**Lignes sources**
+ + + +

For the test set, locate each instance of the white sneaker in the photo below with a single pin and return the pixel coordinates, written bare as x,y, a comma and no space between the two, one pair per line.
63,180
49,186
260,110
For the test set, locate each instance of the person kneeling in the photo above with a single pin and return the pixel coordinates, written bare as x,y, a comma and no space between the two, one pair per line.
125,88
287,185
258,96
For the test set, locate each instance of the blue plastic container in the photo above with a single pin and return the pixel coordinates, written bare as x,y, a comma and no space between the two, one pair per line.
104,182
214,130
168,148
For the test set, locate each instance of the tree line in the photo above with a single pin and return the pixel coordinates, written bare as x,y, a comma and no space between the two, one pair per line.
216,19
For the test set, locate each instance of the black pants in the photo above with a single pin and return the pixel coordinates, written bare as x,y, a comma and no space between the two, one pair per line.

+ + + +

Transformez l'ensemble des lignes ci-dessus en une liste numérotée, en omettant les lignes vides.

1. For the test set, locate each instance of the white sneaker in the photo below with a single pin and return the pixel coordinates, written bare as x,y, a comma and no space between the two, one pair per line.
2. 63,180
3. 49,186
4. 260,110
5. For the test set, locate each instance of the person kneeling in the photo above with a single pin and return the pixel coordinates, written bare as x,y, a comma and no space between the two, one pair per line.
6. 125,88
7. 287,185
8. 258,96
9. For the test set, locate each instance of the blue plastic container in the photo above with a single pin and return the pixel coordinates, written bare as x,y, a comma and no space between the two, one pair per line.
10. 104,182
11. 214,130
12. 168,148
13. For the test set, locate each instance of the tree line in the photo above with a single pin and return the pixel coordinates, written bare as x,y, a comma and no space between the two, one pair per line.
14. 216,19
15. For the test set, locate each instance of the black pants in the photo above with a single pin and return the pixel coordinates, written bare as x,y, a comma and no space between the two, one pair per line.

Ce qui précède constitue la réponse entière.